TEXT PASSAGE
####

FERRITIC STAINLESS STEEL WITH EXECELLENT CORROSION RESISTNACE AND EXCELLENT DISCOLORATION RESISTANCE

Technical Field

[1] The present invention relates to a ferritic stainless steel with excellent corrosion resistance and excellent discoloration resistance. More specifically, the present invention relates to a high chromium ferritic stainless steel containing corrosion resistance improving elements capable of substituting Ni so as to substitute an austenitic stainless steel containing an expensive Ni element and to ferritic stainless steel with excellent corrosion resistance and excellent discoloration resistance controlling Ti, Nb, Cu, Ni, Si, Zr components so as to have the same corrosion resistance as the type 304 material used for building materials. Background Art

[2] The existing type 304 austenitic stainless steel, which is made of an alloy of 18% Cr-

8% Ni as main compoments, has a problem of low price competitiveness because expensive Ni content is high.

[3] Also, since the existing type 436L ferritic stainless steel having the same corrosion resistance as the type 304 austenitic stainless steel, and so on contains an expensive Mo element, it has also a problem of low price competitiveness due to increased manufacturing cost.

[4] In order to substitute the type 304 steel or the type 436L steel whose manufacturing cost is increased due to a large amount of expensive Ni or Mo component, there have been proposed several methods to reduce Ni or Mo. However, according to such methods, its manufacturing cost can be substantially reduced through the reduction of Ni or Mo, it has a problem that it is difficult to obtain a user desired corrosion resistance.

####

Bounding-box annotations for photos
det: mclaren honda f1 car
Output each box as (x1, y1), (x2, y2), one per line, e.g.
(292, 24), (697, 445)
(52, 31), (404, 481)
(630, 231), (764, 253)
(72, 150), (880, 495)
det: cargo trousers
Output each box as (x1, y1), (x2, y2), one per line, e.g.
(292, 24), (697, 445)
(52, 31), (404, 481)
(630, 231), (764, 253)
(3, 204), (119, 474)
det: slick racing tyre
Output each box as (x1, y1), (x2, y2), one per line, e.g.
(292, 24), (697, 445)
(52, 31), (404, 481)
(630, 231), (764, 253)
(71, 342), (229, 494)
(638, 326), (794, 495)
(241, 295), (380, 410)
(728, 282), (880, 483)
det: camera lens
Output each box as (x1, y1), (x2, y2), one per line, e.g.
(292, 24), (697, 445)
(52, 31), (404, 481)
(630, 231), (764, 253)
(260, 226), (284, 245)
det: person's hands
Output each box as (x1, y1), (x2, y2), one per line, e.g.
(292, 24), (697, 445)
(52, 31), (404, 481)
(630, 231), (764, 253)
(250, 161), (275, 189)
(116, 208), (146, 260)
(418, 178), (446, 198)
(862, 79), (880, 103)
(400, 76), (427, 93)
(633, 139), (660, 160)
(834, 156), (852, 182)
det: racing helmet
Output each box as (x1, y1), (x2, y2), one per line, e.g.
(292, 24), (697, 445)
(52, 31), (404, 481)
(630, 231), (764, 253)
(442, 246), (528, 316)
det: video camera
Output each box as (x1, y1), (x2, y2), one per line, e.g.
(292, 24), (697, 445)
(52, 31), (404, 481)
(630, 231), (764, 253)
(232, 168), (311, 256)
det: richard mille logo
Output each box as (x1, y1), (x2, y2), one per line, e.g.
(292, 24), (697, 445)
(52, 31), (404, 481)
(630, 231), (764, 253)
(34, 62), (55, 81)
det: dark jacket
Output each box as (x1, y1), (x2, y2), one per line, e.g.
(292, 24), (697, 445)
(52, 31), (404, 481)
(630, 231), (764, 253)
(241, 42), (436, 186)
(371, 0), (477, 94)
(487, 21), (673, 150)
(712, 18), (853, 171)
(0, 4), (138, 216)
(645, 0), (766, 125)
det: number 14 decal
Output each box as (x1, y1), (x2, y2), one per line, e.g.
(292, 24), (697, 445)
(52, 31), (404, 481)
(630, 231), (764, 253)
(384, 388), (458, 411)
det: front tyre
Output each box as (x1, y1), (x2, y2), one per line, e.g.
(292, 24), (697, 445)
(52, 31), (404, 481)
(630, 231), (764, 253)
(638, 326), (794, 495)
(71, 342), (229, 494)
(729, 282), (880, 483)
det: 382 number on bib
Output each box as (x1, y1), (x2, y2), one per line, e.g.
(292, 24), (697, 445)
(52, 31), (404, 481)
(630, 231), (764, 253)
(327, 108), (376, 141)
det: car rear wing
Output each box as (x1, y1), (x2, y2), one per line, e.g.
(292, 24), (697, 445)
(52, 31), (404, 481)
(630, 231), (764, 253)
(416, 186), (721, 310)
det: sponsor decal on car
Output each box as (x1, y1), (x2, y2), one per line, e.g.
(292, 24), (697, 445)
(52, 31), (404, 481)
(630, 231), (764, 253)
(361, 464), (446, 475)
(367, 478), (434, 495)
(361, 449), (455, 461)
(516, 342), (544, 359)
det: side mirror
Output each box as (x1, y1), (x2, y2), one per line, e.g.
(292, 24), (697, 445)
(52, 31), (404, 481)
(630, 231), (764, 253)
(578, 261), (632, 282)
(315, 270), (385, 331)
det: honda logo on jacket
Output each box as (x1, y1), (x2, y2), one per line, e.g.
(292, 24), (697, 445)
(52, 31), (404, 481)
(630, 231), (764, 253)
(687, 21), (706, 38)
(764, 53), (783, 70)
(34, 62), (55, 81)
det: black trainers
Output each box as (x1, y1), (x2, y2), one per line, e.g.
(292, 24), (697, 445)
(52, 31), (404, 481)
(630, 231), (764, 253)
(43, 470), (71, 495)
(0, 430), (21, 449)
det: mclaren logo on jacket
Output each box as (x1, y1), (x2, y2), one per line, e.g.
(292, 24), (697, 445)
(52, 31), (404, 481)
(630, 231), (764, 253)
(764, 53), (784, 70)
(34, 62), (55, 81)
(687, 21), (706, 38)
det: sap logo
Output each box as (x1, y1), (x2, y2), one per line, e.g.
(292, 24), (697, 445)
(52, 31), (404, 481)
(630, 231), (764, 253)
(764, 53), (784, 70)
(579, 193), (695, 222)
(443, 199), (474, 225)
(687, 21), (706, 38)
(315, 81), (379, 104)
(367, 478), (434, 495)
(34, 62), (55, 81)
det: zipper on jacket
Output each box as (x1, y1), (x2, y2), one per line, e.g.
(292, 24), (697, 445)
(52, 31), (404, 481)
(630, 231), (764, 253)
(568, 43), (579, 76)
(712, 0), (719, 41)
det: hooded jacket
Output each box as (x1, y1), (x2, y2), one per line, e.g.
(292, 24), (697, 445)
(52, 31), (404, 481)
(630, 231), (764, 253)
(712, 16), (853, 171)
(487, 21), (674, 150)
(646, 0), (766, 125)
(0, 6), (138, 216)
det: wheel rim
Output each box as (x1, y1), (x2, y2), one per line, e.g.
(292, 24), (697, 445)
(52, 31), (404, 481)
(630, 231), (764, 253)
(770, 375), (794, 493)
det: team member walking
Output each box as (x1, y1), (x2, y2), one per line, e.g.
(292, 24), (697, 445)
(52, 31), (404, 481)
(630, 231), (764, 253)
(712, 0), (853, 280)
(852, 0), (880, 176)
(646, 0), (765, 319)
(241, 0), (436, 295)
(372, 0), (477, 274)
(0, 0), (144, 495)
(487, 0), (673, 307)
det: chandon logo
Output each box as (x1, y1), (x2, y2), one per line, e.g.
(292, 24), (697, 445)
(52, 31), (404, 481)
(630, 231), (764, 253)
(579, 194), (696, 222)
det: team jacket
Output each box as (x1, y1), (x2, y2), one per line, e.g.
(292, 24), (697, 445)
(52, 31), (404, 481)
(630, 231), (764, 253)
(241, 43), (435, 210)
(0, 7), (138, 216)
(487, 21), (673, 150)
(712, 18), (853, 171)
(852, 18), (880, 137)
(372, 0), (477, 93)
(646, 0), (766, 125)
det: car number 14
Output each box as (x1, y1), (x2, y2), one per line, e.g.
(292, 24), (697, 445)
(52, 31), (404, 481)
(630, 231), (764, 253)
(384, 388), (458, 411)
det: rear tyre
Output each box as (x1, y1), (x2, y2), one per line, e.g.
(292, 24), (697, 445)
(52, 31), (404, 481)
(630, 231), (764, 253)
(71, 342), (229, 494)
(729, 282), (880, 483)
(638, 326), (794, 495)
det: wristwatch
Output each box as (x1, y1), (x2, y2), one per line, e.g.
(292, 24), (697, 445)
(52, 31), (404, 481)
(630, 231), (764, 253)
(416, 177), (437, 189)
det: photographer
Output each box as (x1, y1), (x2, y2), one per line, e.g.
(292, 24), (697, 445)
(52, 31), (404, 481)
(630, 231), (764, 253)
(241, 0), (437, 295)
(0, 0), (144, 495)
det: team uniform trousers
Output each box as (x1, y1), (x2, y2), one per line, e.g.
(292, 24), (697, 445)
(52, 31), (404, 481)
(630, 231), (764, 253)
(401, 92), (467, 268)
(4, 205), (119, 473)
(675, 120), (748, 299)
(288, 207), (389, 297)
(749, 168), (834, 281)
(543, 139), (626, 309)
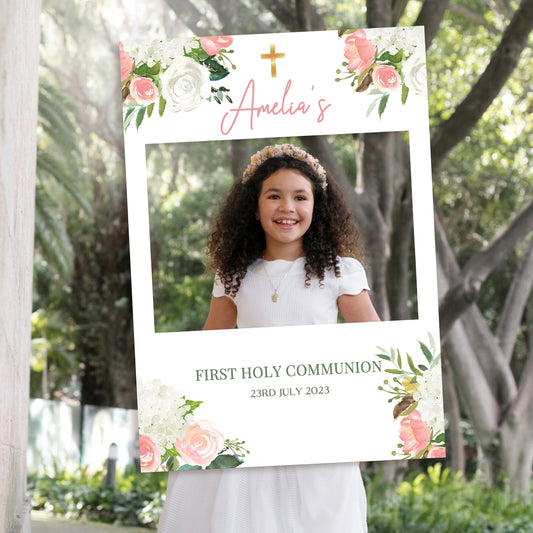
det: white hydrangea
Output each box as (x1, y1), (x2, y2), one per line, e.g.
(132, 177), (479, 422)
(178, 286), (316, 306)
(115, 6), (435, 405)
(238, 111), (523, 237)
(129, 39), (191, 69)
(413, 366), (444, 435)
(138, 379), (193, 453)
(372, 27), (418, 55)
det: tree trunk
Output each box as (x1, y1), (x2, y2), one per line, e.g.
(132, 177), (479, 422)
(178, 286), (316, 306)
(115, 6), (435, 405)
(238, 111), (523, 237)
(0, 0), (41, 533)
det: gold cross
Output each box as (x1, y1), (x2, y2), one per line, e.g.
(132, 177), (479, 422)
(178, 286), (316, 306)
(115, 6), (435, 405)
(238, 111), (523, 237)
(261, 44), (285, 78)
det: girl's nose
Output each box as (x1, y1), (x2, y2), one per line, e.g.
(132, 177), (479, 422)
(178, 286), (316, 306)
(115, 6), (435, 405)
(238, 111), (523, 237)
(281, 199), (294, 212)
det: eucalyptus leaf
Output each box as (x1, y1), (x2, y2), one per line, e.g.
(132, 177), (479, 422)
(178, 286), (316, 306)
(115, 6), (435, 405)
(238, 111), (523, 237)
(207, 454), (243, 469)
(135, 106), (146, 129)
(378, 94), (389, 118)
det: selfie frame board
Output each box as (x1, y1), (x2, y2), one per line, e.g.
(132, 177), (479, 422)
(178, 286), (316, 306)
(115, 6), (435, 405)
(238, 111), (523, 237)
(121, 27), (445, 472)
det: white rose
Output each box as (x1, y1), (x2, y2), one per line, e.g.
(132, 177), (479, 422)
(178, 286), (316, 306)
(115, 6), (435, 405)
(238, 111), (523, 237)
(403, 51), (427, 95)
(161, 57), (211, 113)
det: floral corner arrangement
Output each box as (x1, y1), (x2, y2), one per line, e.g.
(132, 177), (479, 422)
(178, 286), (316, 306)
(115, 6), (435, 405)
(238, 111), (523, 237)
(138, 379), (250, 472)
(335, 28), (426, 118)
(376, 334), (446, 459)
(120, 36), (237, 129)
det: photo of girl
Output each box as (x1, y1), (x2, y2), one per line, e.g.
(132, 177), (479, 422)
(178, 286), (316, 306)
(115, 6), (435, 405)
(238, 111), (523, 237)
(159, 144), (379, 533)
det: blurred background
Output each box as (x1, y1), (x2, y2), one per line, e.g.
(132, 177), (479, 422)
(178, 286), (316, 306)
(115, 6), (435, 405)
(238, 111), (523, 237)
(5, 0), (533, 532)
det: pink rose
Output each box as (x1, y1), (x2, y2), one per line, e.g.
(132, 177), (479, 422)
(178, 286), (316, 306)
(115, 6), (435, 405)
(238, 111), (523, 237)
(400, 409), (431, 456)
(428, 446), (446, 459)
(344, 30), (376, 74)
(139, 433), (161, 472)
(372, 65), (402, 92)
(200, 35), (233, 56)
(130, 76), (159, 105)
(174, 420), (224, 468)
(120, 43), (133, 81)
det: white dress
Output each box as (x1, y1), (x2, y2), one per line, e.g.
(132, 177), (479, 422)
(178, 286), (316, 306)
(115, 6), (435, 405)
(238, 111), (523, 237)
(158, 258), (369, 533)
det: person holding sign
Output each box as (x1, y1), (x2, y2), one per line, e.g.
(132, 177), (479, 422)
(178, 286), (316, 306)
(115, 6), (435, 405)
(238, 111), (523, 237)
(159, 144), (379, 533)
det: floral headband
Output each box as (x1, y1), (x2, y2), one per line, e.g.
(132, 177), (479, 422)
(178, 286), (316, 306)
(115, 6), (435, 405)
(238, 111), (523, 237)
(241, 144), (328, 190)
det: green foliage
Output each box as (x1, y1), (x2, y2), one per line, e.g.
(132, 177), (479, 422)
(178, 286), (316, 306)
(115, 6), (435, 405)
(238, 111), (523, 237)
(365, 463), (533, 533)
(147, 142), (232, 332)
(28, 464), (167, 527)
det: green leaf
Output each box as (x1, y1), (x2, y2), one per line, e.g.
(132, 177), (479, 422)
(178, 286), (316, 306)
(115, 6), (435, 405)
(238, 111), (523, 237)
(166, 456), (180, 471)
(133, 61), (161, 79)
(385, 368), (405, 375)
(378, 93), (389, 118)
(207, 455), (243, 469)
(185, 400), (204, 413)
(431, 354), (440, 368)
(402, 83), (409, 105)
(428, 331), (437, 353)
(378, 49), (403, 63)
(204, 57), (229, 81)
(406, 354), (416, 374)
(159, 96), (167, 117)
(418, 341), (433, 364)
(178, 465), (203, 470)
(135, 106), (146, 129)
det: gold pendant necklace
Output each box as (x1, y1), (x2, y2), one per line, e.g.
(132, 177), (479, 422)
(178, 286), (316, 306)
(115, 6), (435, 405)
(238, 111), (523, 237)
(263, 258), (296, 303)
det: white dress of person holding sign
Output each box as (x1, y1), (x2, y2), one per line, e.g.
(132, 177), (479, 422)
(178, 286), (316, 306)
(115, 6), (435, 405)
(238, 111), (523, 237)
(159, 144), (379, 533)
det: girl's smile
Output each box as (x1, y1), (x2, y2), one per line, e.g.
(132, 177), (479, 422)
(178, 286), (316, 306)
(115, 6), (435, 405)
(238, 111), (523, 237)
(257, 168), (315, 259)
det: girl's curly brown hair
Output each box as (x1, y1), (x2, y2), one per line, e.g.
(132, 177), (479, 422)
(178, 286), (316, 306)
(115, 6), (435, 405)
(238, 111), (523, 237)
(206, 152), (362, 296)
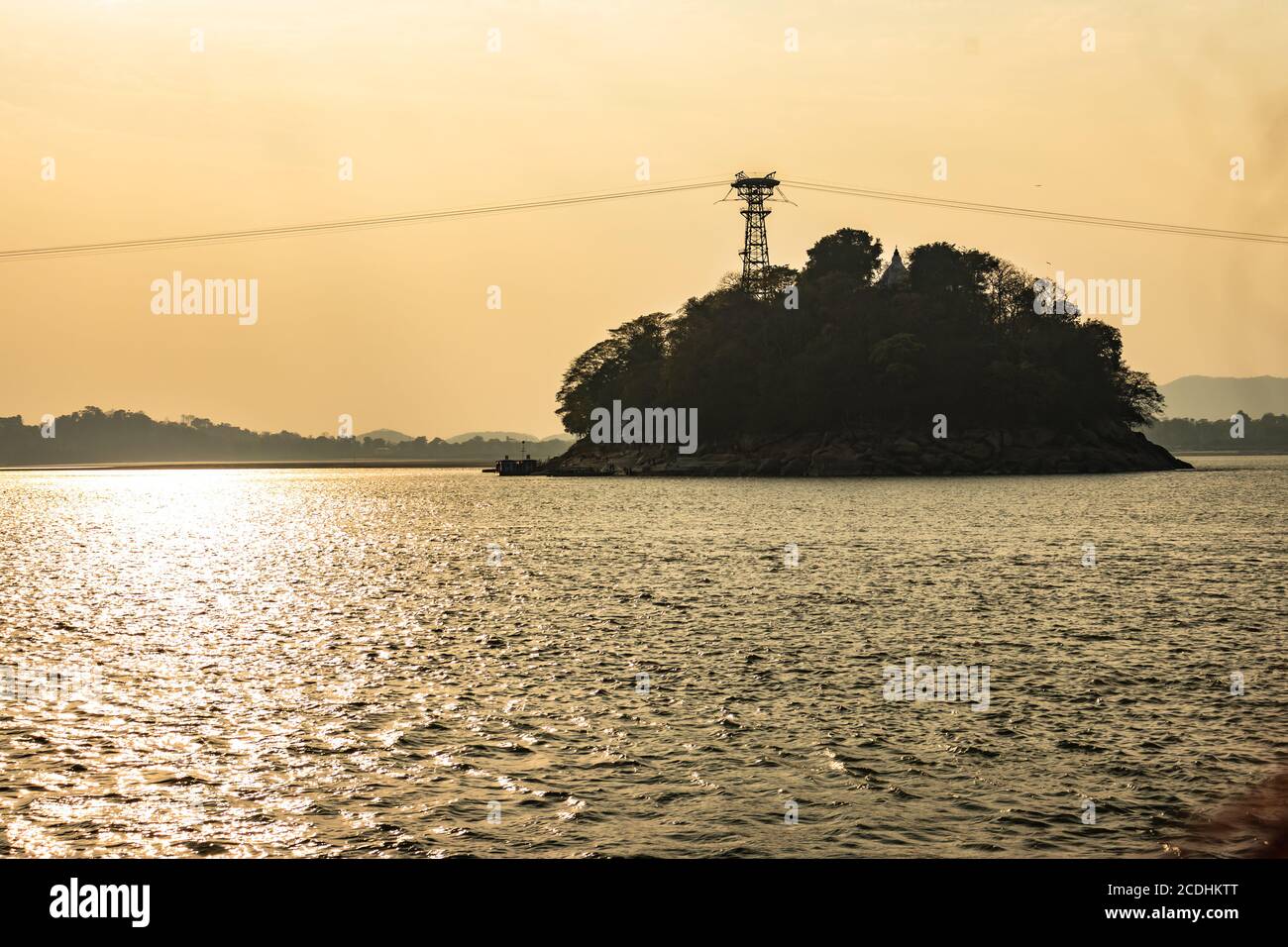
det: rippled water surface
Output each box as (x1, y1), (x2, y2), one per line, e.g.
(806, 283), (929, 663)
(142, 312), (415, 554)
(0, 458), (1288, 856)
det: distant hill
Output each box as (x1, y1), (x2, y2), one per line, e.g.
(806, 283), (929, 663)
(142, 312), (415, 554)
(358, 428), (415, 445)
(443, 430), (542, 445)
(1158, 374), (1288, 420)
(0, 406), (572, 467)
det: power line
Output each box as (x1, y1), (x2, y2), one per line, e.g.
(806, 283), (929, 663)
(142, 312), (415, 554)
(0, 177), (729, 261)
(0, 177), (1288, 262)
(783, 180), (1288, 244)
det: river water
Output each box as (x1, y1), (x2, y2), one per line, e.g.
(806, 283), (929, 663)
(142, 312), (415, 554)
(0, 458), (1288, 857)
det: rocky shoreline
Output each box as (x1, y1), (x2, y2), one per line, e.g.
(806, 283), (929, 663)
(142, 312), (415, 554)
(541, 421), (1193, 476)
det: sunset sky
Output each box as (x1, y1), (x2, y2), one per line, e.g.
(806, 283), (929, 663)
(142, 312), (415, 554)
(0, 0), (1288, 437)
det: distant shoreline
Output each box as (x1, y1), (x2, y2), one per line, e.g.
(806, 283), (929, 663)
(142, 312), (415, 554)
(0, 458), (496, 473)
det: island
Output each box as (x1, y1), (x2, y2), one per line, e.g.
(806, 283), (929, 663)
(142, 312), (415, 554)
(542, 228), (1190, 476)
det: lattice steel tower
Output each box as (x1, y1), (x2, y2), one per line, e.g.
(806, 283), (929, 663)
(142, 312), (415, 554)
(729, 171), (778, 299)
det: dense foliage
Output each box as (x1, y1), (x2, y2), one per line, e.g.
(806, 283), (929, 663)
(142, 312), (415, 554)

####

THE PROBLEM
Return the portion of the stainless steel text that starts with "[3] Also, since" and goes on through "increased manufacturing cost.". These records come from a separate source, unrelated to the stainless steel text.

ANSWER TO THIS EXERCISE
[3] Also, since the existing type 436L ferritic stainless steel having the same corrosion resistance as the type 304 austenitic stainless steel, and so on contains an expensive Mo element, it has also a problem of low price competitiveness due to increased manufacturing cost.